◆ **Given exercise**
Pick out each line below that contains the string "where" and copy it.

◆ **Input records**

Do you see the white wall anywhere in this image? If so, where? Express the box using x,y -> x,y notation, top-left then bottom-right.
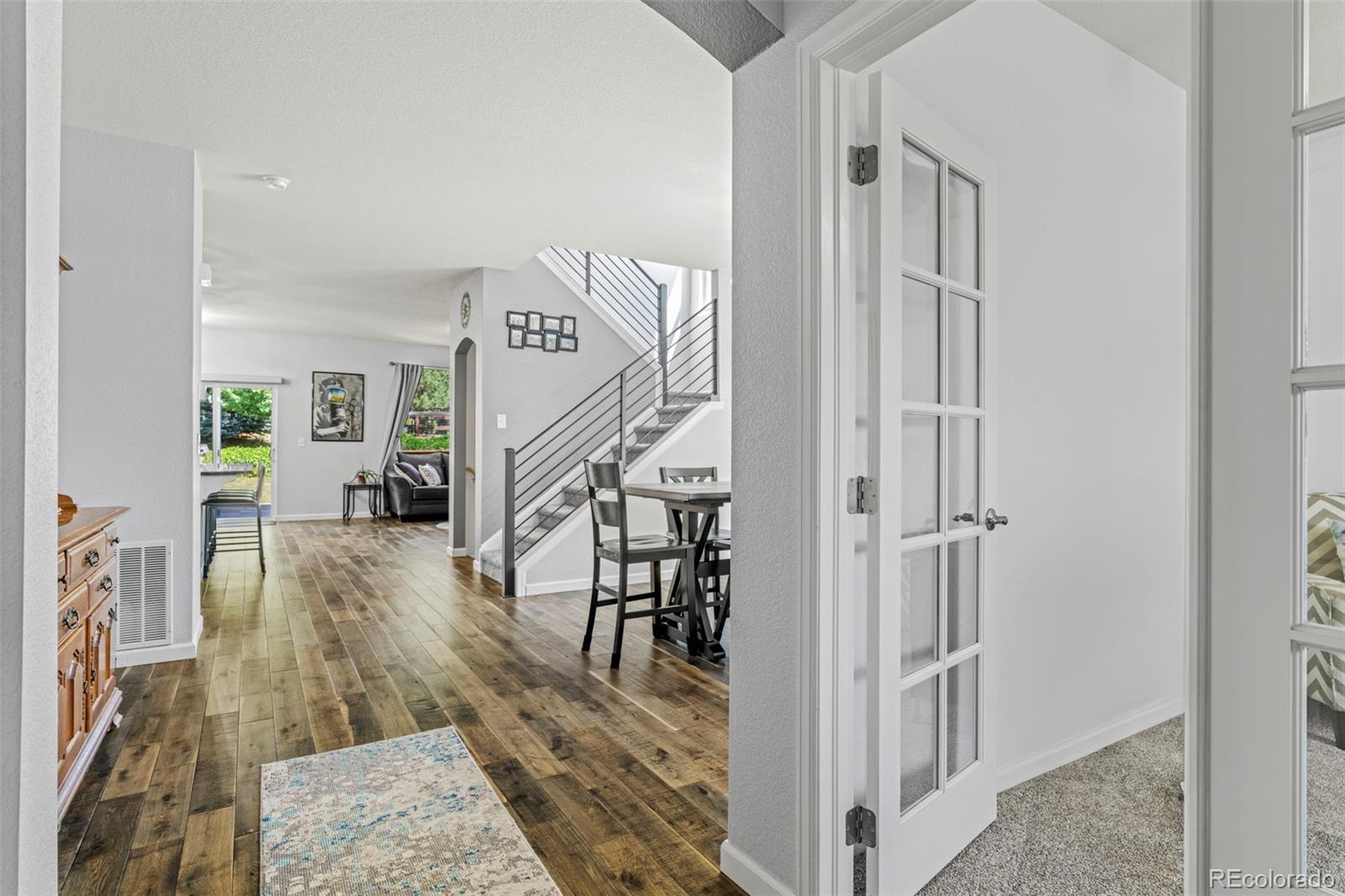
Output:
59,128 -> 200,646
883,3 -> 1185,780
725,2 -> 849,889
0,2 -> 62,893
202,324 -> 452,519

◆ **Reply**
Do you see the white wall anywhere in this image? If so, where? Express the box using x,y -> x,y notation, top-left then bottom-right.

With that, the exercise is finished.